---- Extracted information

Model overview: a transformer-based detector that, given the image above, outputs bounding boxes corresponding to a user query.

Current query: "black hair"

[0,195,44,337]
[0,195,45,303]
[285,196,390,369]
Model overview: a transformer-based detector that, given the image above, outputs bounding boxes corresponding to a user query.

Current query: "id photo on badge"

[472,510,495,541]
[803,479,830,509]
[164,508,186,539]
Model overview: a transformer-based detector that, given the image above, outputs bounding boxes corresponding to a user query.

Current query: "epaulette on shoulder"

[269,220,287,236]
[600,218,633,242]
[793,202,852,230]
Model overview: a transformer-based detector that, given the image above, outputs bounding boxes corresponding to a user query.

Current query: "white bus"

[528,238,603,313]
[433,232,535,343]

--------

» **Work to complete**: Reproduce the material above in full, switching every instance of "Current query" to "Active query" and changing nothing else.

» **Result below**:
Model overview: a transformer-based detector that, given the image above, outputs bounding boxes corresponding to a user query.

Active query: "black hair"

[0,195,44,337]
[0,195,45,303]
[285,196,390,369]
Model overview: a transformer-based detector that, given the image above, outputs bounding boxes corresponding to a user query.

Active query: "id photo on badge"

[472,510,495,541]
[803,479,830,509]
[164,508,186,539]
Model overview: a transformer-based detector that, given the image above, outputs bounding boxes corresponding to a user query.

Active query: "epaulette on shoulder"

[269,220,287,236]
[600,218,633,242]
[793,202,852,230]
Model overview: a transformer-based detector that, given the image above, outputs bounding boxes corresponding to a user query.

Active query: "white bus"

[528,238,603,313]
[433,232,535,343]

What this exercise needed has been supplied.